*** Opening of SUPPLIED PASSAGE ***

Auctions were introduced from 2021 onwards, with strict limits on the amount of carbon available, with less and less on offer overtime. The price rises last September/December and this February coincide with the auctions in those months, with companies either buying up in the auctions to meet their emissions obligations in May or stockpiling some for future years to surrender or sell back to the market in anticipation of further price increases.

The softening in price from February onwards reflected less interest from buyers, this is not unusual as this pattern has been seen in previous years at this time after the May surrender deadline. Less interest may also partly result from greater economic uncertainty in the wider market with higher inflation, as well as regulatory uncertainty around potential upcoming changes to the Emissions Trading Scheme itself.

Most recently, in July 2022, the Climate Change Commission(CCC) released advice on the ETS unit limits and price control settings for 2023-2027. The Commission recommended that the 2023 auction reserve price be set at $60 and the Cost Containment Reserve price at $171. Ultimately the government has to decide by December this year whether to accept these recommendations, but they are likely to do. The recent uptick in the carbon credit price shows the market is responding to the Commissions indication that prices could be significantly higher in future years.

*** Close of SUPPLIED PASSAGE ***

— REQUIRED WORK —
[1] From the carbon price passage, extract the stretch from "Auctions were introduced" through "Trading Scheme itself.".
[2] Condense the paragraph of the carbon price passage that begins "Most recently, in July 2022" into a short bulleted list that keeps its main facts.

*** Opening of ENTRIES SUPPLIED ***

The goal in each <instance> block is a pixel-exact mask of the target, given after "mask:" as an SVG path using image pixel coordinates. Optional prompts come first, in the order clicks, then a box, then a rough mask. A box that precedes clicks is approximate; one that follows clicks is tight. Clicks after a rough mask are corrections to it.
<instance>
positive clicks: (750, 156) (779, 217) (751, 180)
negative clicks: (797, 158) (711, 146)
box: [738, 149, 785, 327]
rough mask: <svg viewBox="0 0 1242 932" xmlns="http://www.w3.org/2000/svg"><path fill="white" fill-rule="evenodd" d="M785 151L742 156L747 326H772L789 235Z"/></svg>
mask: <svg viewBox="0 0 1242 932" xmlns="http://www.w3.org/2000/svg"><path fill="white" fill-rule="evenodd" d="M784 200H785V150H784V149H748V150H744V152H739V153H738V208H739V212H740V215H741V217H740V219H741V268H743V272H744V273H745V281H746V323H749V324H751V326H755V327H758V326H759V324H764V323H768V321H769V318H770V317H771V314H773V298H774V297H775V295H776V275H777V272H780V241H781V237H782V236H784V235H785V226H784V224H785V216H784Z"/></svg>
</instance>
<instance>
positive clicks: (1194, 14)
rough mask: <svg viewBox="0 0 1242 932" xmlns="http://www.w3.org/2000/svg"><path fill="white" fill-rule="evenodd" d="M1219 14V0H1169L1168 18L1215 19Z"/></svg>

*** Close of ENTRIES SUPPLIED ***

— OUTPUTS IN ORDER —
[1]
Auctions were introduced from 2021 onwards, with strict limits on the amount of carbon available, with less and less on offer overtime. The price rises last September/December and this February coincide with the auctions in those months, with companies either buying up in the auctions to meet their emissions obligations in May or stockpiling some for future years to surrender or sell back to the market in anticipation of further price increases.

The softening in price from February onwards reflected less interest from buyers, this is not unusual as this pattern has been seen in previous years at this time after the May surrender deadline. Less interest may also partly result from greater economic uncertainty in the wider market with higher inflation, as well as regulatory uncertainty around potential upcoming changes to the Emissions Trading Scheme itself.

[2]
- In July 2022, the Climate Change Commission (CCC) released advice on ETS unit limits and price control settings for 2023-2027.
- It recommended a 2023 auction reserve price of $60 and a Cost Containment Reserve price of $171.
- The government must decide by December this year whether to accept these recommendations and is likely to do so.
- The recent uptick in the carbon credit price shows the market responding to the Commission's indication that prices could be significantly higher in future years.